▸ TASK INSTRUCTIONS:
In the records below, copy word for word the part that opens with the line containing "Would you mind telling me where the white chair" and runs through the end of the records, including both ends.

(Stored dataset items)
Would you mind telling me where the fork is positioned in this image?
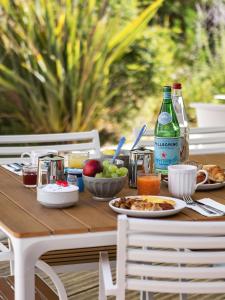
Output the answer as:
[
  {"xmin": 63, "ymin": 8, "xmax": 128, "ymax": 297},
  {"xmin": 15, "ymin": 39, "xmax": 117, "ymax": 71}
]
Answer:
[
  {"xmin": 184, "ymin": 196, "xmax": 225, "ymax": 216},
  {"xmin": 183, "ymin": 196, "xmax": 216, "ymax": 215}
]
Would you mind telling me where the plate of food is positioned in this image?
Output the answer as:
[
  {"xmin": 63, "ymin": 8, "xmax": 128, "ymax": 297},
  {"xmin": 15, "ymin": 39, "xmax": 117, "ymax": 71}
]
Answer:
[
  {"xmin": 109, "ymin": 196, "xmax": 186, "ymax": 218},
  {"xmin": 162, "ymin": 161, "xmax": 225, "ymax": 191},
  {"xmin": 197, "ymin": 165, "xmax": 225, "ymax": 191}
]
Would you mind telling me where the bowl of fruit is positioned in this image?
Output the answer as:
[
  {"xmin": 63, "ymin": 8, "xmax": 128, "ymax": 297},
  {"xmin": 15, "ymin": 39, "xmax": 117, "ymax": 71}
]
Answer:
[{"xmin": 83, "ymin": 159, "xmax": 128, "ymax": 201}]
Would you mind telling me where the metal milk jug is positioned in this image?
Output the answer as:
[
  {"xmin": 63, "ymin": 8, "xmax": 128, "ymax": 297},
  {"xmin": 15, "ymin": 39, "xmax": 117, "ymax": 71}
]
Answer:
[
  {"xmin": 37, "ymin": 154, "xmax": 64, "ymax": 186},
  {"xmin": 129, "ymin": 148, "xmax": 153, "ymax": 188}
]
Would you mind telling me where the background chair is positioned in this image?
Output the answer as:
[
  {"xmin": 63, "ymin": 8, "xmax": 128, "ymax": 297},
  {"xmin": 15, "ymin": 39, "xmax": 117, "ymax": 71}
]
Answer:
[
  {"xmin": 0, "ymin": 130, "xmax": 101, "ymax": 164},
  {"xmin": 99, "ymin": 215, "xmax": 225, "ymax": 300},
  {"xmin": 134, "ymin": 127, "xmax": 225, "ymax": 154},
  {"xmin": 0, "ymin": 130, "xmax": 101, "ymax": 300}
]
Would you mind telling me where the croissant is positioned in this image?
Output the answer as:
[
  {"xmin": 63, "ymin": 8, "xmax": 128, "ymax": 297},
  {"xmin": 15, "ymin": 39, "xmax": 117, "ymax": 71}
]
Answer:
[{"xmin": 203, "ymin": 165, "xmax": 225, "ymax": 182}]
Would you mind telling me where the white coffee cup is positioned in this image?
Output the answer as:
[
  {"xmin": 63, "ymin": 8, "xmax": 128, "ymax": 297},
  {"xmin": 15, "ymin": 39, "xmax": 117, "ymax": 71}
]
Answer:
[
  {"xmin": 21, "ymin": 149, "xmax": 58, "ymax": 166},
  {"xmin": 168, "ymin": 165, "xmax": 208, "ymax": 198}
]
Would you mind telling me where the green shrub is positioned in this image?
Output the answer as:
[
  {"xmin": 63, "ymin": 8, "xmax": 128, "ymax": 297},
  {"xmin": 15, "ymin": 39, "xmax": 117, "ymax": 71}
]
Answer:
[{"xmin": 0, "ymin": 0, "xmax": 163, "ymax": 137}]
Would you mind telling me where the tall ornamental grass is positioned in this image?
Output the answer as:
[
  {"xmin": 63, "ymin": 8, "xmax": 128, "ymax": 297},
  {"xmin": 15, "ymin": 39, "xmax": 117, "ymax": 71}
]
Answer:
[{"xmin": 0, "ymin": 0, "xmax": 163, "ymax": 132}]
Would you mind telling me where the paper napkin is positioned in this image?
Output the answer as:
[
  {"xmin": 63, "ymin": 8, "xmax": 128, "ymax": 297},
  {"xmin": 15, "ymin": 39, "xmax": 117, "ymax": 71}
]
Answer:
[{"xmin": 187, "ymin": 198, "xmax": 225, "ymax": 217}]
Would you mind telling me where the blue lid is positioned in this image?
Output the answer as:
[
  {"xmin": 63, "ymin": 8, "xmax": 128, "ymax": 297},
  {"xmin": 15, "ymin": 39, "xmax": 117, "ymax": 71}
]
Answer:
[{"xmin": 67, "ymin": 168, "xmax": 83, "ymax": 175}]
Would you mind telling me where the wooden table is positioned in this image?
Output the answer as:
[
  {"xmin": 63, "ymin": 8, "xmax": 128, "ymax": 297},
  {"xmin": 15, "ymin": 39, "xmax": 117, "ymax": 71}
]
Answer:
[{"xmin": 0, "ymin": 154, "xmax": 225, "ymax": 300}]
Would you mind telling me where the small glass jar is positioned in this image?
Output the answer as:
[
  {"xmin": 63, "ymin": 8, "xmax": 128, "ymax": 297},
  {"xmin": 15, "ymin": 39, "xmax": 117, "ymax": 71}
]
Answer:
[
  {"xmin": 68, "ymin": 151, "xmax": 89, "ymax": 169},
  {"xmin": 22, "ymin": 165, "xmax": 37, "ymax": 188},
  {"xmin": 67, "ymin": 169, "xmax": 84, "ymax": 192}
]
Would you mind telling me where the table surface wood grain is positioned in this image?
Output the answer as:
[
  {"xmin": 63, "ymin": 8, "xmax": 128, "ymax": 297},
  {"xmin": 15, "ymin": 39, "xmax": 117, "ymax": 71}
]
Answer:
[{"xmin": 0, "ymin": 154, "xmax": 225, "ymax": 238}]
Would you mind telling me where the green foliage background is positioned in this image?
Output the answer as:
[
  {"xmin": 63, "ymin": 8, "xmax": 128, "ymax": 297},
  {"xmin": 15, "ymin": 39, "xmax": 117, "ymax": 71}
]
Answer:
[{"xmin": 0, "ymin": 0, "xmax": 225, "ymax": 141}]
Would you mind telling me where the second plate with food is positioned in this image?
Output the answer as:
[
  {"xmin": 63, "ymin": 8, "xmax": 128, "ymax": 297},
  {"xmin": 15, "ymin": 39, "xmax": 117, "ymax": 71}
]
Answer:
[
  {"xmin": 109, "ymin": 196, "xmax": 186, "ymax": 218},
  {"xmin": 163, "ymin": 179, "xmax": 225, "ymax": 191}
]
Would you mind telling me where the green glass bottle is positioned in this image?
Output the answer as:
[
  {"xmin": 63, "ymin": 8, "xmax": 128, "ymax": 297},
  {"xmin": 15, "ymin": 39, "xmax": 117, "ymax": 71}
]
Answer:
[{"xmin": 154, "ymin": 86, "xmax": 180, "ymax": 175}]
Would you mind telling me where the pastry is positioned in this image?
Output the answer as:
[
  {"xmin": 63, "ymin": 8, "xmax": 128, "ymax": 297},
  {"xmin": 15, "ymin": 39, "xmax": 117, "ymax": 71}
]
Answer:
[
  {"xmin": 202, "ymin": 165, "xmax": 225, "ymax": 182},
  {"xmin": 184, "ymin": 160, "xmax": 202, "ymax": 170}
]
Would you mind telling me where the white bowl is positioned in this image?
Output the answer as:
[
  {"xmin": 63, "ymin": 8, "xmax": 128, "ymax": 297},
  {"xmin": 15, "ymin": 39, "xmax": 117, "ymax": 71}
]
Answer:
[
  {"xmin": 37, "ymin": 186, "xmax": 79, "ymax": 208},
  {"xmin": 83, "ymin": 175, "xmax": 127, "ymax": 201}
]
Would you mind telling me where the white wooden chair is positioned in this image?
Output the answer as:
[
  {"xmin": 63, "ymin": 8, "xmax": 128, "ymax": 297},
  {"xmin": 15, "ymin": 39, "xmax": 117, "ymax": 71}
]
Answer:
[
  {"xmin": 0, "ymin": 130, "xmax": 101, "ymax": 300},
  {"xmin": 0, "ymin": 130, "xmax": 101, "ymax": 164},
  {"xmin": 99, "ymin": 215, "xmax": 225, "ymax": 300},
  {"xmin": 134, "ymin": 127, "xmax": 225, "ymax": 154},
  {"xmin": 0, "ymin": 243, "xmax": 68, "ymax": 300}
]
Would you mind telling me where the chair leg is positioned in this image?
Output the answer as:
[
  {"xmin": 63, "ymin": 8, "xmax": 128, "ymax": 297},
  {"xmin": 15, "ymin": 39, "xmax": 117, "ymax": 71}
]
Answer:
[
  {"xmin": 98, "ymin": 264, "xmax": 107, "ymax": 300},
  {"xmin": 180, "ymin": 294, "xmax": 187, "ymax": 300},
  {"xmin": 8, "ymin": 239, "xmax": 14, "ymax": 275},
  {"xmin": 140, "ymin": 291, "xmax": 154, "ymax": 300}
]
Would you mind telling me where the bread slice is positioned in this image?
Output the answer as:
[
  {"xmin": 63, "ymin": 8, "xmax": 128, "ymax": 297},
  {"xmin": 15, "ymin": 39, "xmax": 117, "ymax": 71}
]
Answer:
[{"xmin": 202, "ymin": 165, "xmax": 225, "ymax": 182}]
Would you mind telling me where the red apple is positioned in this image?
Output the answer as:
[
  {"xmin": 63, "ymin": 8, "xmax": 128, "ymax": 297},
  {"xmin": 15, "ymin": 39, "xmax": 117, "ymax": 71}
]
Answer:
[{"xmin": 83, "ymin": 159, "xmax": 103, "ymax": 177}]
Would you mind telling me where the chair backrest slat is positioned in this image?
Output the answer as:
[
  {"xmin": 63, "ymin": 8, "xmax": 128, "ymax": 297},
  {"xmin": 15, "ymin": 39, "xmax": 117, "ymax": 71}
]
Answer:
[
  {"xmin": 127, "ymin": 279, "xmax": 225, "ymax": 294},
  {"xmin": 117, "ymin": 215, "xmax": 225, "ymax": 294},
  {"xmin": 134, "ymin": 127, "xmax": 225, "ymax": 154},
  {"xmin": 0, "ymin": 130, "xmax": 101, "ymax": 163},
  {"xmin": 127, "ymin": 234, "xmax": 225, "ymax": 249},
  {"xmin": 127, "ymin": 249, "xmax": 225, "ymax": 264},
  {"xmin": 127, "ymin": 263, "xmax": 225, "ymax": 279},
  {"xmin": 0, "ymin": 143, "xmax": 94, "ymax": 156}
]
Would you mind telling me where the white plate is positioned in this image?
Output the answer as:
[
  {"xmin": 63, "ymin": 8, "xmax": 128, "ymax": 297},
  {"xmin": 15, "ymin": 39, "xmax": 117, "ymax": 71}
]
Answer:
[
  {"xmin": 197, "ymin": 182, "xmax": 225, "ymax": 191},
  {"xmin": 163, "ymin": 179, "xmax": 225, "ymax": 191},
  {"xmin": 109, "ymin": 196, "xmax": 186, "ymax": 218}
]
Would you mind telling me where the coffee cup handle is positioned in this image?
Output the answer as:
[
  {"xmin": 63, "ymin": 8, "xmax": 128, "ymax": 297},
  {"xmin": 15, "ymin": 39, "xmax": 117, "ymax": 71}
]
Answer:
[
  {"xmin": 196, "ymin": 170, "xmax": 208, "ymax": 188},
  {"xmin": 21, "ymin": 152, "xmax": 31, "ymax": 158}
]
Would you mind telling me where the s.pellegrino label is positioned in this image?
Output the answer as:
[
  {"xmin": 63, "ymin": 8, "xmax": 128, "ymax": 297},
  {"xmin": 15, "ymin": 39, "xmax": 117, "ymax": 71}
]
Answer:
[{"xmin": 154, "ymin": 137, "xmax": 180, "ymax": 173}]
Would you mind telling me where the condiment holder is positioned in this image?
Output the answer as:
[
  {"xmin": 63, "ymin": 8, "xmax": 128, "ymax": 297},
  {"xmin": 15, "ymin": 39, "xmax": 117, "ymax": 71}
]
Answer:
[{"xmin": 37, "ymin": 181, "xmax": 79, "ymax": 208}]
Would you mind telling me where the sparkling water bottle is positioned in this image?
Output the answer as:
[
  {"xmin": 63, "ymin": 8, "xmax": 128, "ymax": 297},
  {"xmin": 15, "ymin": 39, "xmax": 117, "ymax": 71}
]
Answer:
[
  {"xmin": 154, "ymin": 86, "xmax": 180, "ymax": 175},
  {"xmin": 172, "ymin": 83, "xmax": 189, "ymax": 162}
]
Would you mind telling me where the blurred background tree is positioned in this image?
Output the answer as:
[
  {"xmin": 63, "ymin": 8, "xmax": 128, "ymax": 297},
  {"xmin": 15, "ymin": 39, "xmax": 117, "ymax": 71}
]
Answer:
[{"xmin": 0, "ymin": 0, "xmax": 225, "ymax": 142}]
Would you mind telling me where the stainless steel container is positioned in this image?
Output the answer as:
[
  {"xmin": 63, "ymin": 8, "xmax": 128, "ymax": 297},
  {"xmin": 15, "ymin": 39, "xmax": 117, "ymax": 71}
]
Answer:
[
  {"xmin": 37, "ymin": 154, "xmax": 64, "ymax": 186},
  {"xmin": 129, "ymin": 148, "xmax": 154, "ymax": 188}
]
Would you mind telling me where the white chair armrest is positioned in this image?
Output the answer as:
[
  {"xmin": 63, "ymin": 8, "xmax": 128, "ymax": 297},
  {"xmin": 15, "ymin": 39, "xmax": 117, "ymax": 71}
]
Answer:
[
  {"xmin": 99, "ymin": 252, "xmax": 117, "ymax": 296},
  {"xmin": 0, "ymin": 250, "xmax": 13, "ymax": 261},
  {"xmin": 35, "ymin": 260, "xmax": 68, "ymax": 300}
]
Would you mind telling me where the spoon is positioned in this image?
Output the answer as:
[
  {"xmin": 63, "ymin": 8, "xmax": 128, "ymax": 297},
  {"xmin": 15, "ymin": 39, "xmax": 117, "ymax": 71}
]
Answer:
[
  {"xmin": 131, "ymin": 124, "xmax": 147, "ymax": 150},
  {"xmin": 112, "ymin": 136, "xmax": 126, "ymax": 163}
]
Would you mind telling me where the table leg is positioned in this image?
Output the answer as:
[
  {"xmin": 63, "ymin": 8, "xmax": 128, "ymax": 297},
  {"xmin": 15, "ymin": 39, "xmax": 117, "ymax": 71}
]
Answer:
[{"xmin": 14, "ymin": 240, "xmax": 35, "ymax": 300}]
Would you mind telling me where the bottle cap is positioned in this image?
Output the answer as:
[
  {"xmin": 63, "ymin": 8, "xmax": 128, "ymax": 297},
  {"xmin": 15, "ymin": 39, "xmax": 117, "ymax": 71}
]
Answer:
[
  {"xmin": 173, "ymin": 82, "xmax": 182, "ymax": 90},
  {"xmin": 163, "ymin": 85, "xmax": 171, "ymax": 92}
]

▸ RESPONSE TO THIS TASK:
Would you mind telling me where the white chair armrest is positioned in this image?
Output the answer as:
[
  {"xmin": 63, "ymin": 8, "xmax": 128, "ymax": 297},
  {"xmin": 15, "ymin": 39, "xmax": 117, "ymax": 71}
]
Answer:
[
  {"xmin": 99, "ymin": 252, "xmax": 117, "ymax": 296},
  {"xmin": 0, "ymin": 250, "xmax": 13, "ymax": 261},
  {"xmin": 35, "ymin": 260, "xmax": 68, "ymax": 300}
]
Would you mind telling me where the spoon is positioned in this image?
Output the answer as:
[
  {"xmin": 63, "ymin": 8, "xmax": 128, "ymax": 297},
  {"xmin": 15, "ymin": 39, "xmax": 117, "ymax": 71}
]
Answer:
[
  {"xmin": 131, "ymin": 124, "xmax": 147, "ymax": 150},
  {"xmin": 112, "ymin": 136, "xmax": 126, "ymax": 163}
]
Would you mind telling me where the table leg is positioned in this image?
Output the answer as:
[
  {"xmin": 63, "ymin": 8, "xmax": 128, "ymax": 297},
  {"xmin": 15, "ymin": 39, "xmax": 117, "ymax": 71}
]
Answer:
[{"xmin": 14, "ymin": 240, "xmax": 35, "ymax": 300}]
Would you mind telling me where the bottle cap is positioned in this image?
Output the answer as:
[
  {"xmin": 63, "ymin": 8, "xmax": 128, "ymax": 297},
  {"xmin": 15, "ymin": 39, "xmax": 117, "ymax": 71}
]
Answer:
[
  {"xmin": 173, "ymin": 82, "xmax": 182, "ymax": 90},
  {"xmin": 163, "ymin": 85, "xmax": 171, "ymax": 92}
]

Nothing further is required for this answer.